The task: Exactly reproduce the lines from the line containing "Extract bee's yellow" to the end of the data below, inclusive, and nothing else.

Record extracts:
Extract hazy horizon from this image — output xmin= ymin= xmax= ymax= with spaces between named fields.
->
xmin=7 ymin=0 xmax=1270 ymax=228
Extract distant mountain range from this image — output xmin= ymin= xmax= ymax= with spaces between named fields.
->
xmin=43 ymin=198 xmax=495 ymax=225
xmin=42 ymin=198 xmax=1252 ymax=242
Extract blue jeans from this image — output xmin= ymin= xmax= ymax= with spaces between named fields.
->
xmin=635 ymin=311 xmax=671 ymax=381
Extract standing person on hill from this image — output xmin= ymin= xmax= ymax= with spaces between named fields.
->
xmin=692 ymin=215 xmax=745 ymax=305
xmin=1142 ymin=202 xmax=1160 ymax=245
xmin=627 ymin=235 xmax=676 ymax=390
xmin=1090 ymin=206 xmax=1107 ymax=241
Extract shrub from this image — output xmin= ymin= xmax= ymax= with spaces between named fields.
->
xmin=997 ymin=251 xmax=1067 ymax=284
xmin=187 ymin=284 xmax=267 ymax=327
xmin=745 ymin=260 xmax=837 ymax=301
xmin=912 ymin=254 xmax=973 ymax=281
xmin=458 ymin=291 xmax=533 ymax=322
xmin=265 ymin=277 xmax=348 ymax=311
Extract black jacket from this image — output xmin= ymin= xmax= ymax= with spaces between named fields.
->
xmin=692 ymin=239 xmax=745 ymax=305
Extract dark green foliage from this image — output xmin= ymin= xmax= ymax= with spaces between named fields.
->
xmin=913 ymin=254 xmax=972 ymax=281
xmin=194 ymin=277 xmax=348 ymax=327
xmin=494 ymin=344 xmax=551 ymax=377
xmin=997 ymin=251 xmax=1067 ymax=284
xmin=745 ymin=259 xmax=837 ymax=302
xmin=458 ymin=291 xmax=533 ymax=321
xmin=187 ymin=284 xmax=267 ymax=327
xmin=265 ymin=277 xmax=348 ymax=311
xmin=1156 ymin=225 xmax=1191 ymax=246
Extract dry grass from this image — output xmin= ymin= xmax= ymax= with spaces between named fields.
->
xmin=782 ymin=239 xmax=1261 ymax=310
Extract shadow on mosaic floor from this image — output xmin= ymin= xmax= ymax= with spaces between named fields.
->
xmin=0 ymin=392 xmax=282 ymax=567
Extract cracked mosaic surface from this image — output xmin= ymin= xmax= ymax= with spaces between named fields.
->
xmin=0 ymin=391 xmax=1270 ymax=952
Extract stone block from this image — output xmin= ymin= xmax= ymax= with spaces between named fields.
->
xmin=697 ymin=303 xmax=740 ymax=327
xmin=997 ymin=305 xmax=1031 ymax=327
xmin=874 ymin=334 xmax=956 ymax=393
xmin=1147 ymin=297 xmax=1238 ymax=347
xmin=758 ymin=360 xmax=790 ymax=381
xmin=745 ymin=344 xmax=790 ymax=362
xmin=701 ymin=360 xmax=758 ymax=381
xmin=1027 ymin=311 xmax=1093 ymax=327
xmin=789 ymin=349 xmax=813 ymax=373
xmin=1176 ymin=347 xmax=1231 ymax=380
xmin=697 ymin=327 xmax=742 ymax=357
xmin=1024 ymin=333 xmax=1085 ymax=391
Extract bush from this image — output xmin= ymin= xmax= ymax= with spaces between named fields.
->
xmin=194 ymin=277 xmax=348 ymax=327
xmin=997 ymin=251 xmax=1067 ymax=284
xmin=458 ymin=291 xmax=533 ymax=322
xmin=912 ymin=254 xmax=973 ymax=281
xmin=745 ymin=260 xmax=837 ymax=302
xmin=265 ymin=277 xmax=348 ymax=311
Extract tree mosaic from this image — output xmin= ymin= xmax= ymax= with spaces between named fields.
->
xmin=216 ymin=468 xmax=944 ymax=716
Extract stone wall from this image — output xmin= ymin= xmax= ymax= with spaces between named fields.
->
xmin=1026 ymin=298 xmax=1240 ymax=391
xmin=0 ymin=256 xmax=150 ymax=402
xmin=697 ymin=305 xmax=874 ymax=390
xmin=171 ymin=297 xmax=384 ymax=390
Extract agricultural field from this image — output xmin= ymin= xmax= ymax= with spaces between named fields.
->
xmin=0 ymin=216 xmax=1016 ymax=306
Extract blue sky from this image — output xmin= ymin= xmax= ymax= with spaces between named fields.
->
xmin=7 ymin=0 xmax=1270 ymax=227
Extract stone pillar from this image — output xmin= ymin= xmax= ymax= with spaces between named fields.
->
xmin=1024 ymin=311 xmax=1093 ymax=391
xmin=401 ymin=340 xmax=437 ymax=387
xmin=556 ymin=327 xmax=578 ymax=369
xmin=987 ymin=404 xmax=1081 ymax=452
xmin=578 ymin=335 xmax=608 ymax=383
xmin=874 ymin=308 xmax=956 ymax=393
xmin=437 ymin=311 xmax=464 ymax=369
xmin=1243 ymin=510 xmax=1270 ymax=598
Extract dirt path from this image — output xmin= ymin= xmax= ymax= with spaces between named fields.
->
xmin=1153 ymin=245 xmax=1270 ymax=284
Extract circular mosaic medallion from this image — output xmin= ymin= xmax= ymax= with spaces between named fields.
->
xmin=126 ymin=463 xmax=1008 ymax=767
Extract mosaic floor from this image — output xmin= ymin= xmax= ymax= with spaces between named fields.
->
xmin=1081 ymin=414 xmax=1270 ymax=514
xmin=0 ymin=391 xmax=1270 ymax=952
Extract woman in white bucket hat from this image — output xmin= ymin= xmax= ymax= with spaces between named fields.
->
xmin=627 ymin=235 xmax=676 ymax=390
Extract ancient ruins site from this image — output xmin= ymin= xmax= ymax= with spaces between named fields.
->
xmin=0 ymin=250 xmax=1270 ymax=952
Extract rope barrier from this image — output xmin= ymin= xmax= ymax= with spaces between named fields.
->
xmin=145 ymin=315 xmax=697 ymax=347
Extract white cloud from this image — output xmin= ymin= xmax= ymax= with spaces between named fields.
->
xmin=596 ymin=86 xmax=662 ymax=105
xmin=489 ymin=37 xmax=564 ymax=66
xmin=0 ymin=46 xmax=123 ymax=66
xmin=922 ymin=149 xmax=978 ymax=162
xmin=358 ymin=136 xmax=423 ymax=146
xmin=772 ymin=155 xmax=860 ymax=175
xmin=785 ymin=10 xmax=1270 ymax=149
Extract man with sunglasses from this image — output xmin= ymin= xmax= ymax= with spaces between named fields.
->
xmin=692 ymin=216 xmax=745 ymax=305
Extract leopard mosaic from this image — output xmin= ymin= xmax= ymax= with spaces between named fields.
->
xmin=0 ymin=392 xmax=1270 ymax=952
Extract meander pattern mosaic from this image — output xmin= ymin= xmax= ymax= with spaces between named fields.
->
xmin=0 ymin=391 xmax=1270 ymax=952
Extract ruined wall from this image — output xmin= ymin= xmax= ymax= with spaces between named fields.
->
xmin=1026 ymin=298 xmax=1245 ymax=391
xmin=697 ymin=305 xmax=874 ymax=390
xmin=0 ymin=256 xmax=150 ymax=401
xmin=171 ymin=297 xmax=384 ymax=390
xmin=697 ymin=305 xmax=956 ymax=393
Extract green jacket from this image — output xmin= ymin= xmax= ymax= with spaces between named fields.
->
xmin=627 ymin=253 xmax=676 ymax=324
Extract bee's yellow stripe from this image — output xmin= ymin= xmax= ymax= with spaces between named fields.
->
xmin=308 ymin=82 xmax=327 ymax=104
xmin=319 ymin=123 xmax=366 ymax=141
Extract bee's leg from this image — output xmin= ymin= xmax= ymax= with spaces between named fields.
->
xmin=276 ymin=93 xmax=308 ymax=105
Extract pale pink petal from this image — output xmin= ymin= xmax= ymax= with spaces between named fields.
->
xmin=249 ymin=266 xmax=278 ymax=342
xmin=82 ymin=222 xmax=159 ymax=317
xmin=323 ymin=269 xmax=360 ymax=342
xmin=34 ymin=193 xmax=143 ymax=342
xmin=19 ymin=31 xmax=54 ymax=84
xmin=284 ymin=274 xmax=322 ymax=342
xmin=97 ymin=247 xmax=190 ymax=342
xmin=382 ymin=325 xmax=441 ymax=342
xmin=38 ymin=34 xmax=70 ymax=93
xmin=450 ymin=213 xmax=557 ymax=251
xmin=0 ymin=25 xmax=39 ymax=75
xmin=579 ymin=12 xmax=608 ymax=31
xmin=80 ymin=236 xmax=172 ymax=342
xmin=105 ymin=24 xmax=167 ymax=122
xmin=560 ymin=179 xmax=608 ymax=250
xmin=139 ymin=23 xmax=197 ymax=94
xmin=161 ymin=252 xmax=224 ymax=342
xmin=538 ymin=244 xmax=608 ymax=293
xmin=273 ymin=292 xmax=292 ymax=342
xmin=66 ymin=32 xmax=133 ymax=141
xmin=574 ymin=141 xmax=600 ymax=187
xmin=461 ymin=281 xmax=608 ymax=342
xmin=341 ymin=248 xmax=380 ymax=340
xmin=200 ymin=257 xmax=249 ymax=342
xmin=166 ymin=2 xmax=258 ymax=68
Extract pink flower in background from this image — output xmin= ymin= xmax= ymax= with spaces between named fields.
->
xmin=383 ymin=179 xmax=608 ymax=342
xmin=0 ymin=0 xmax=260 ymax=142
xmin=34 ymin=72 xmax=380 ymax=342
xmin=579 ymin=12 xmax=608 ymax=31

Output of the task:
Extract bee's yellow stripe from this image — output xmin= ymin= xmax= ymax= with spaces between named fields.
->
xmin=308 ymin=82 xmax=327 ymax=104
xmin=319 ymin=123 xmax=366 ymax=141
Extract bee's leg from this image — output xmin= ymin= xmax= ymax= with spaces between named fields.
->
xmin=276 ymin=93 xmax=308 ymax=105
Extract pale pink petal from this image — output xmin= ymin= xmax= ymax= with spaces between named fields.
->
xmin=249 ymin=266 xmax=278 ymax=342
xmin=82 ymin=222 xmax=159 ymax=317
xmin=323 ymin=269 xmax=360 ymax=342
xmin=34 ymin=193 xmax=143 ymax=342
xmin=19 ymin=31 xmax=54 ymax=84
xmin=284 ymin=274 xmax=322 ymax=342
xmin=97 ymin=247 xmax=190 ymax=342
xmin=382 ymin=325 xmax=441 ymax=342
xmin=38 ymin=34 xmax=70 ymax=93
xmin=450 ymin=213 xmax=557 ymax=251
xmin=0 ymin=25 xmax=39 ymax=75
xmin=579 ymin=12 xmax=608 ymax=31
xmin=80 ymin=236 xmax=172 ymax=342
xmin=105 ymin=24 xmax=167 ymax=122
xmin=560 ymin=179 xmax=608 ymax=250
xmin=139 ymin=23 xmax=197 ymax=94
xmin=161 ymin=252 xmax=224 ymax=342
xmin=538 ymin=244 xmax=608 ymax=293
xmin=273 ymin=292 xmax=292 ymax=342
xmin=66 ymin=32 xmax=133 ymax=141
xmin=574 ymin=141 xmax=600 ymax=187
xmin=461 ymin=281 xmax=608 ymax=342
xmin=341 ymin=248 xmax=380 ymax=340
xmin=200 ymin=257 xmax=249 ymax=342
xmin=166 ymin=2 xmax=258 ymax=68
Extract pink flower in background from this image — output xmin= ymin= xmax= ymax= with spaces between named fields.
->
xmin=383 ymin=179 xmax=608 ymax=342
xmin=0 ymin=0 xmax=260 ymax=142
xmin=34 ymin=72 xmax=380 ymax=342
xmin=579 ymin=12 xmax=608 ymax=31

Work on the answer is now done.